EXERCISE AIM - Locate every line below that contains the word "dome", and copy each such line in full.

Shape boundary entries
........
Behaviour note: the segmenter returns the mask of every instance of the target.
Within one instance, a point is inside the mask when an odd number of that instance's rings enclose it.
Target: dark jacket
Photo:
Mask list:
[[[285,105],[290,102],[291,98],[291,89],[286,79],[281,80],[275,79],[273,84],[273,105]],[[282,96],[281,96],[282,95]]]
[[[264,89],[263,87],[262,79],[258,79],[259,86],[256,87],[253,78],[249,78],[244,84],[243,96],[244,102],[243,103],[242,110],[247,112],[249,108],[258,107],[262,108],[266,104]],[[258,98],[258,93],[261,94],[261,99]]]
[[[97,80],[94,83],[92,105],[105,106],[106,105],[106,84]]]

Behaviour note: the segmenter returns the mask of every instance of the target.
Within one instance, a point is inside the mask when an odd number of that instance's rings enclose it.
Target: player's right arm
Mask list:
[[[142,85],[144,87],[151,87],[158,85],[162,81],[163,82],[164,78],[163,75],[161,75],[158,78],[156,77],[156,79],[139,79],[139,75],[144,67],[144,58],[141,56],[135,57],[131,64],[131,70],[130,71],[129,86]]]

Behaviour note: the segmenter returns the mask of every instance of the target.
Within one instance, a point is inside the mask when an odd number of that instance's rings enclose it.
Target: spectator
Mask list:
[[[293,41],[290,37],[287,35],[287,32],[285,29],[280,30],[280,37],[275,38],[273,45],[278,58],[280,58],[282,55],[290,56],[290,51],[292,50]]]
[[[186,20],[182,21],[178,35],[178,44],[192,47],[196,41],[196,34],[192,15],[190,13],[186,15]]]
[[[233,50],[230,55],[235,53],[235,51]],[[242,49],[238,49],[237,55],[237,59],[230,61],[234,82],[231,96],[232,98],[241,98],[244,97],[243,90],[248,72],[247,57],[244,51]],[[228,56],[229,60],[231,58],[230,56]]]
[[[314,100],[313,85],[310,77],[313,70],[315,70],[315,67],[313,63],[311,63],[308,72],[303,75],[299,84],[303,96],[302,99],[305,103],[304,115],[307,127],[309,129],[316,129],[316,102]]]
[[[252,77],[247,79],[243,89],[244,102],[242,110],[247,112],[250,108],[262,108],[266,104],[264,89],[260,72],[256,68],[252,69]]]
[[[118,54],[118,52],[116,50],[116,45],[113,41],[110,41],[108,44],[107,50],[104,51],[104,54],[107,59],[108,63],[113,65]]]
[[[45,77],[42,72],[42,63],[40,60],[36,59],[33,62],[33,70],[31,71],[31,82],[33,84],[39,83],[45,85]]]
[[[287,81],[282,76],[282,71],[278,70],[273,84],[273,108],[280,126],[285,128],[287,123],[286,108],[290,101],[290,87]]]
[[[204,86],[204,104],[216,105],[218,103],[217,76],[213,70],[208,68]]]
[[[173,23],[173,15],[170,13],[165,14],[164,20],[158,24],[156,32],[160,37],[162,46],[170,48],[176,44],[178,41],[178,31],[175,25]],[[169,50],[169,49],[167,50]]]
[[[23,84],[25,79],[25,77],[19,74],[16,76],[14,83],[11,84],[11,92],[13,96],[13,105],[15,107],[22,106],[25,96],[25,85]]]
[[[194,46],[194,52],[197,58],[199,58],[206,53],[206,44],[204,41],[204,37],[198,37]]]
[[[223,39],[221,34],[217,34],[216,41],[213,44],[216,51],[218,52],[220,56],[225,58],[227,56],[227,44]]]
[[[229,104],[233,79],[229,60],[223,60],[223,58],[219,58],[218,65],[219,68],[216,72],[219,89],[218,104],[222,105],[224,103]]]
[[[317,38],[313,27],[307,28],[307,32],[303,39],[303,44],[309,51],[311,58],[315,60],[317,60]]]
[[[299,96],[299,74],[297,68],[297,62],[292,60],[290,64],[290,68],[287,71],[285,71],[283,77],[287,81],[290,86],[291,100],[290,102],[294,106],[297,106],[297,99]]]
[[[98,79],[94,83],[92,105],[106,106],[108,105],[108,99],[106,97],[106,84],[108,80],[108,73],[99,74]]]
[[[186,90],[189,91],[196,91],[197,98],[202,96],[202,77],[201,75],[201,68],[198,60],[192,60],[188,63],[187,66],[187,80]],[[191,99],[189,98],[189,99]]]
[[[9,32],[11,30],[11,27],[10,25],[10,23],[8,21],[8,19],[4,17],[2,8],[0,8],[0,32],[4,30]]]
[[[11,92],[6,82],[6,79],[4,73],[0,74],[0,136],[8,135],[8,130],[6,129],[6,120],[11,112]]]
........
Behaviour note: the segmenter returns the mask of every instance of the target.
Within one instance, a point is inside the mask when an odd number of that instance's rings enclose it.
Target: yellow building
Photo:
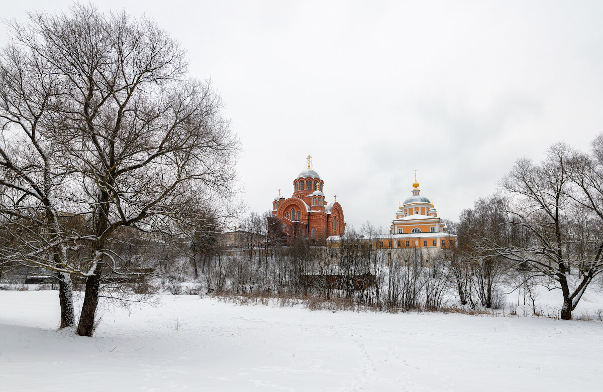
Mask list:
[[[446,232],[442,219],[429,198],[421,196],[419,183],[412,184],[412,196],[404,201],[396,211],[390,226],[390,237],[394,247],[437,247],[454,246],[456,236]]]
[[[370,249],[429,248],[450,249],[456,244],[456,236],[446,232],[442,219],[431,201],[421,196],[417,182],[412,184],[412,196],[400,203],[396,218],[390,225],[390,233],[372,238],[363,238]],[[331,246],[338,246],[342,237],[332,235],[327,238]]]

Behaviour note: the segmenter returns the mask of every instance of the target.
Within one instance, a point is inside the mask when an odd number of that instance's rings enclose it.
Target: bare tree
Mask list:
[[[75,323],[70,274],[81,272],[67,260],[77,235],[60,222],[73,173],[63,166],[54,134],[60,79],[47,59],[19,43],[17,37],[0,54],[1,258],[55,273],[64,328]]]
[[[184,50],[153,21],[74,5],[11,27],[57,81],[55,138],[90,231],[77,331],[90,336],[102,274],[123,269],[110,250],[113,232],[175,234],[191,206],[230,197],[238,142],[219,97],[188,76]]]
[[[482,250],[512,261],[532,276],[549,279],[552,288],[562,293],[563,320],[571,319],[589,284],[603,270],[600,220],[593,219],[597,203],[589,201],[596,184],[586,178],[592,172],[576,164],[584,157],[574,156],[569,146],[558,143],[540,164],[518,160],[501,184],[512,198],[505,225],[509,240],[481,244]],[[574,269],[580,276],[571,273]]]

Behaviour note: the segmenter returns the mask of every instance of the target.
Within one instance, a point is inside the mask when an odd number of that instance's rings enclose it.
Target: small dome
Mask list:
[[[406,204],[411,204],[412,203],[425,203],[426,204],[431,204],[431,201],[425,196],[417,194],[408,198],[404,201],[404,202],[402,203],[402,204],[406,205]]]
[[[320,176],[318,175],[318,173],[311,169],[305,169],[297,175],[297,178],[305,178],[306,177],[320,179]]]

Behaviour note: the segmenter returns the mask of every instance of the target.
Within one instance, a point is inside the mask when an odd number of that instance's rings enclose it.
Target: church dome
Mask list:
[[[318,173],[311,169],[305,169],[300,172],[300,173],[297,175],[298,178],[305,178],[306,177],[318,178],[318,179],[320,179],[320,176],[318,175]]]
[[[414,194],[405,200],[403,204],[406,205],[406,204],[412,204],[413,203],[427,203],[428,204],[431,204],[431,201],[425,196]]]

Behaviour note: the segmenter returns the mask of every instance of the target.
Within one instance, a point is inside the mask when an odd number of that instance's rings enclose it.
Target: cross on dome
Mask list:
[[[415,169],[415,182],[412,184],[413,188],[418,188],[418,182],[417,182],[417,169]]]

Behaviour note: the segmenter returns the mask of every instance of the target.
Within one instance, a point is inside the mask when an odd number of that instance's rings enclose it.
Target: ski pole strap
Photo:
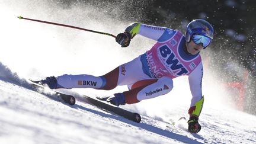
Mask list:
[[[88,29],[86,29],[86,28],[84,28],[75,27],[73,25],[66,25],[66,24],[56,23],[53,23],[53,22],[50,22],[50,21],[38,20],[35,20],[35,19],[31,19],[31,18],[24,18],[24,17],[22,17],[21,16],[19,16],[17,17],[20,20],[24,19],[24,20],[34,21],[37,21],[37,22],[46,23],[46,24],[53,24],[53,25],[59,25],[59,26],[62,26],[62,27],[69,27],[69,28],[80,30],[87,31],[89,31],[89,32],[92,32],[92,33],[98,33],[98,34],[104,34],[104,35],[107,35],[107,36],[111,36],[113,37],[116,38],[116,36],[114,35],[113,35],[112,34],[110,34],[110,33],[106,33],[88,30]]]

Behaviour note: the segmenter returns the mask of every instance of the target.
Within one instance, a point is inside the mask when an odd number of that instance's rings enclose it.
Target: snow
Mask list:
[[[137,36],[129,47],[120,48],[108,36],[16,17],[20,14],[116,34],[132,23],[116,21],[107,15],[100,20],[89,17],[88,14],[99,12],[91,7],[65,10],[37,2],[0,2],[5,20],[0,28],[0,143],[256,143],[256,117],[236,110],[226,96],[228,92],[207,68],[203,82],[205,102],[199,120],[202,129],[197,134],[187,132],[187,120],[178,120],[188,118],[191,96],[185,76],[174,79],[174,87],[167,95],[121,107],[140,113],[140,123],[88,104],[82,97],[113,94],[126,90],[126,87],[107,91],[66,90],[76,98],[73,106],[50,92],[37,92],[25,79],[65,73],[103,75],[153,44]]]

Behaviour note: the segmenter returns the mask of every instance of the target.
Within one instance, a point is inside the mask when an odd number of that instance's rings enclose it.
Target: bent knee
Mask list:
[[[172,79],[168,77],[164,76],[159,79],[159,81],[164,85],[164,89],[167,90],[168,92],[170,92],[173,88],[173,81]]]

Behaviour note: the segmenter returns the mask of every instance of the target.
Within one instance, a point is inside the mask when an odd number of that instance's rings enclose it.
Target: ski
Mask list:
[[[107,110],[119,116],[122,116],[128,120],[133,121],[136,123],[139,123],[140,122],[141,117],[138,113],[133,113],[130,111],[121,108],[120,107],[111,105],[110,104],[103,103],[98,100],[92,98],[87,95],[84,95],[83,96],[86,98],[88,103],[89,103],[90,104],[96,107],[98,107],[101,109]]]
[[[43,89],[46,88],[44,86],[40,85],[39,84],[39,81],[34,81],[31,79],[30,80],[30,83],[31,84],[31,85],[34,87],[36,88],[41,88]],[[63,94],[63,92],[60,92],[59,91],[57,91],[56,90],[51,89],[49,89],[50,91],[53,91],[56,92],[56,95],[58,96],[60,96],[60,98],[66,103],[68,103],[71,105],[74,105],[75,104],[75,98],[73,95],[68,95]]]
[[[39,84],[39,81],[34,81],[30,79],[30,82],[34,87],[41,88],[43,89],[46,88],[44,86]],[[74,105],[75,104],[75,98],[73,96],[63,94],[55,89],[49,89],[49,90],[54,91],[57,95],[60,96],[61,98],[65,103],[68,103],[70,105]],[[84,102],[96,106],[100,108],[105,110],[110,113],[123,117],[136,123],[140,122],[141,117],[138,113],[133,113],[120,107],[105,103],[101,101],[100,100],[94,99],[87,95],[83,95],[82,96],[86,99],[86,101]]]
........
RESPONSE TO THIS TASK -
Target: small dome
Target: church dome
Target: cross on dome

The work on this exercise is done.